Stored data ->
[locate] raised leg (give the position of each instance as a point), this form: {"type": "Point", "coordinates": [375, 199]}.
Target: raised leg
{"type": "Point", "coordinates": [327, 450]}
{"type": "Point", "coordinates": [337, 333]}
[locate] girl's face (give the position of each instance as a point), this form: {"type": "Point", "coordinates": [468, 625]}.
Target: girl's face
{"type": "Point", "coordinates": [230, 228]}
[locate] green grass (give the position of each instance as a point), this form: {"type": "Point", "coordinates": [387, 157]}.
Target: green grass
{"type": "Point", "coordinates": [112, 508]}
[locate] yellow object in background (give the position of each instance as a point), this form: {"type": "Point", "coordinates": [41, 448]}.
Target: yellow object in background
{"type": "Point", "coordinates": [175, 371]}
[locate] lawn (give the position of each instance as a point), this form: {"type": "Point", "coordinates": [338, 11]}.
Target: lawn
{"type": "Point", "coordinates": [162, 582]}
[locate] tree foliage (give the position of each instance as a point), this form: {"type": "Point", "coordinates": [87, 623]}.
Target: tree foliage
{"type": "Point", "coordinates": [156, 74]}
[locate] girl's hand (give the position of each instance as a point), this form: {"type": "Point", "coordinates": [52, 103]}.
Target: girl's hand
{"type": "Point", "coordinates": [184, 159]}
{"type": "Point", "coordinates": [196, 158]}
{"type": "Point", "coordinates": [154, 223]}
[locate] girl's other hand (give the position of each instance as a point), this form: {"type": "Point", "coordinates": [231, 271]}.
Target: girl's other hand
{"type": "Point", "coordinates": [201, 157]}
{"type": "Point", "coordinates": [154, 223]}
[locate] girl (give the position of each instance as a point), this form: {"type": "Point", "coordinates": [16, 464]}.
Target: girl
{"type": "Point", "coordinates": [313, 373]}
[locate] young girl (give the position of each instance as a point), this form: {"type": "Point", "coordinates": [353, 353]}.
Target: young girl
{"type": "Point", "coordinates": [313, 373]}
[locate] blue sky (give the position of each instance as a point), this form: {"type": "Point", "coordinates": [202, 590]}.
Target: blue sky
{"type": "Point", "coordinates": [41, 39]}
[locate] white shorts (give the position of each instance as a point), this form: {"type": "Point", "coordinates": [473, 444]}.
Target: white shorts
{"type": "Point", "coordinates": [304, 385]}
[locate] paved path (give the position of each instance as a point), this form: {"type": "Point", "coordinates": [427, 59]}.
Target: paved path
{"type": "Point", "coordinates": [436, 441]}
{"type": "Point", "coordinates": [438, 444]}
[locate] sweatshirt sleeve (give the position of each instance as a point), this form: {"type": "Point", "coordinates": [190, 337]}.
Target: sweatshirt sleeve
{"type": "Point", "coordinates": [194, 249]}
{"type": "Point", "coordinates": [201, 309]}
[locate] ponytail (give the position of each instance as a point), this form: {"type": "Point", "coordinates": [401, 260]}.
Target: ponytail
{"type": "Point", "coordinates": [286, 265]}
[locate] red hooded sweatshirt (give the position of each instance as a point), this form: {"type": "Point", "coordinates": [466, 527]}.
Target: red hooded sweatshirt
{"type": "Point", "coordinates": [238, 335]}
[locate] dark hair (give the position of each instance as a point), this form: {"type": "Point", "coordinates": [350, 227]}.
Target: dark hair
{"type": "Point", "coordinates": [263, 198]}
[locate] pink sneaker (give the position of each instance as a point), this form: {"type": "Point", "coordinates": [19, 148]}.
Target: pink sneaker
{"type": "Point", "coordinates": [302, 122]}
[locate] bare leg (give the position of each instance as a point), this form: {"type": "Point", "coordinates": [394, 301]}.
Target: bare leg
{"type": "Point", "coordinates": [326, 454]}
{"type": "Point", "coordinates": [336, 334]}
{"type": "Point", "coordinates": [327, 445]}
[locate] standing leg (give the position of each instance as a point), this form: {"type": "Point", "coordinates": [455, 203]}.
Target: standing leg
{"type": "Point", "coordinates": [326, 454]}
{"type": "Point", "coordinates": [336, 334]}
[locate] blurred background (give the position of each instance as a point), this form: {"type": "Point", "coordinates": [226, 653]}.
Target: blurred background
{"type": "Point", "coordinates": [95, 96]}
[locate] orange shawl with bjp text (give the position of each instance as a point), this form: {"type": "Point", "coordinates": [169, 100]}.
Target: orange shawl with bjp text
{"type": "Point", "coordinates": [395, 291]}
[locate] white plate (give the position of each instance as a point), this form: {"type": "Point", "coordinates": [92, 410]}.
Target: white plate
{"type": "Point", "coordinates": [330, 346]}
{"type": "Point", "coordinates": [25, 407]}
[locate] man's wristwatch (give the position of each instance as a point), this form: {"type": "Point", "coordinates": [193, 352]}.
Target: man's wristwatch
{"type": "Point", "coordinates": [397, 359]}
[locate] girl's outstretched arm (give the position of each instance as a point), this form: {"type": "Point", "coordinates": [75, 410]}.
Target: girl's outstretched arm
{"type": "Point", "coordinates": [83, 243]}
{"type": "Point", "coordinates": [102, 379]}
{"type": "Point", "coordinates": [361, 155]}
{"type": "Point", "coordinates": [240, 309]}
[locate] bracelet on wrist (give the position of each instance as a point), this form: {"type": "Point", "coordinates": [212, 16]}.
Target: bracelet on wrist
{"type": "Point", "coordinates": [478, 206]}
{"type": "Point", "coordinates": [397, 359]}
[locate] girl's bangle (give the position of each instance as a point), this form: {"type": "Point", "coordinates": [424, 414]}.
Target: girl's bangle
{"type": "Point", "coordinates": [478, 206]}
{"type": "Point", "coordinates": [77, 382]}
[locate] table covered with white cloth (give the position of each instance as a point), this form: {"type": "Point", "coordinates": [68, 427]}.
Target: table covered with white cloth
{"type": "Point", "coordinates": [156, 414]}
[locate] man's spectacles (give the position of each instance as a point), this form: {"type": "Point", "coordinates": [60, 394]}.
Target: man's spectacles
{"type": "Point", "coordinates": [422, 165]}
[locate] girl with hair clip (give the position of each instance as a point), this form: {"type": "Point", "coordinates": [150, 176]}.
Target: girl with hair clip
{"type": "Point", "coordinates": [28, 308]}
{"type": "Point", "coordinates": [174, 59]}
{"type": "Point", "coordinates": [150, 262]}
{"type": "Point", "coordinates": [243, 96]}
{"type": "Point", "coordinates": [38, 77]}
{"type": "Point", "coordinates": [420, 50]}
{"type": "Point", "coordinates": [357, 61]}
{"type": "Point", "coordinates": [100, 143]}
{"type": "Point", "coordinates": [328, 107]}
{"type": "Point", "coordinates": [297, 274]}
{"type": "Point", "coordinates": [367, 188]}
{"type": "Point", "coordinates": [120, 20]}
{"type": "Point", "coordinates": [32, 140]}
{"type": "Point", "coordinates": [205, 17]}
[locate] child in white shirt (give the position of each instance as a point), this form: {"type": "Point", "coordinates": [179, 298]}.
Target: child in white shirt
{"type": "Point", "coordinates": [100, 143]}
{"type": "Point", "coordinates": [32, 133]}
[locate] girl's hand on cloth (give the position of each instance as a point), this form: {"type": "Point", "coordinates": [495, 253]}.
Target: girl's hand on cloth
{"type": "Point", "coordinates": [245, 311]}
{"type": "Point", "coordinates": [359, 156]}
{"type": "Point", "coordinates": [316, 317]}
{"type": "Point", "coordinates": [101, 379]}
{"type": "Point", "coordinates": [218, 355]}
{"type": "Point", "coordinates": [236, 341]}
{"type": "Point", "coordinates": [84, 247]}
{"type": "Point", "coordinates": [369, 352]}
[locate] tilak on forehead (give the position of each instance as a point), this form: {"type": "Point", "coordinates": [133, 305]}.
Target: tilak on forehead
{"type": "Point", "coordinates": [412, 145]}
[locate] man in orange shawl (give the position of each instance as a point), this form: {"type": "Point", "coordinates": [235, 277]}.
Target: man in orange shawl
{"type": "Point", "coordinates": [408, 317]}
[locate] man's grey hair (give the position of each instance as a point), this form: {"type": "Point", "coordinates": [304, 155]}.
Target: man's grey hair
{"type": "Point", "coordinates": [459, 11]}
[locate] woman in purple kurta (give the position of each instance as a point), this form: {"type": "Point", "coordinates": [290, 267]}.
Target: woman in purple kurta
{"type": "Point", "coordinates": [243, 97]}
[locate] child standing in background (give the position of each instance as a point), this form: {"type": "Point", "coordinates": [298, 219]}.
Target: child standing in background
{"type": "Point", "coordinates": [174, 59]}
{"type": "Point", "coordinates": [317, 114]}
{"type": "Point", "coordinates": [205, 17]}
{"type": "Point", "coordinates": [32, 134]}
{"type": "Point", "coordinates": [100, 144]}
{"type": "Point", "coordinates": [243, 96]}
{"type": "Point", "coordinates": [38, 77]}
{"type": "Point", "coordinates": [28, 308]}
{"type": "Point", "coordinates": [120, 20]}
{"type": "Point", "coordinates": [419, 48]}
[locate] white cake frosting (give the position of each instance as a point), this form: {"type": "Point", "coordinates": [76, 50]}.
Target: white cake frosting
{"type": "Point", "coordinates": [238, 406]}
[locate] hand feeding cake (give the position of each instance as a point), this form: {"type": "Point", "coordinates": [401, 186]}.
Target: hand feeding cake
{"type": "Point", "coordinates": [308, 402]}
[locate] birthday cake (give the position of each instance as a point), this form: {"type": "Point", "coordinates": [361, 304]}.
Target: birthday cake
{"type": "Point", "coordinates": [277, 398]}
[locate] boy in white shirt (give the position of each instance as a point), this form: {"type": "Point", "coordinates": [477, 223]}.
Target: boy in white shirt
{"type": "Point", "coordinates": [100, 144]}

What you should do -> Return precisely the lines of the records, starting with the line that holds "[locate] hand feeding" and ending with the last one.

Solution to the exercise ->
[locate] hand feeding cake (give the position of each instance as a point), this form: {"type": "Point", "coordinates": [401, 186]}.
Target: hand feeding cake
{"type": "Point", "coordinates": [308, 402]}
[locate] birthday cake (give the position of each instance as a point), this form: {"type": "Point", "coordinates": [361, 304]}.
Target: birthday cake
{"type": "Point", "coordinates": [277, 398]}
[locate] boy in white shirt (give the position of each instance as a point), this form: {"type": "Point", "coordinates": [477, 223]}.
Target: boy in white shirt
{"type": "Point", "coordinates": [100, 144]}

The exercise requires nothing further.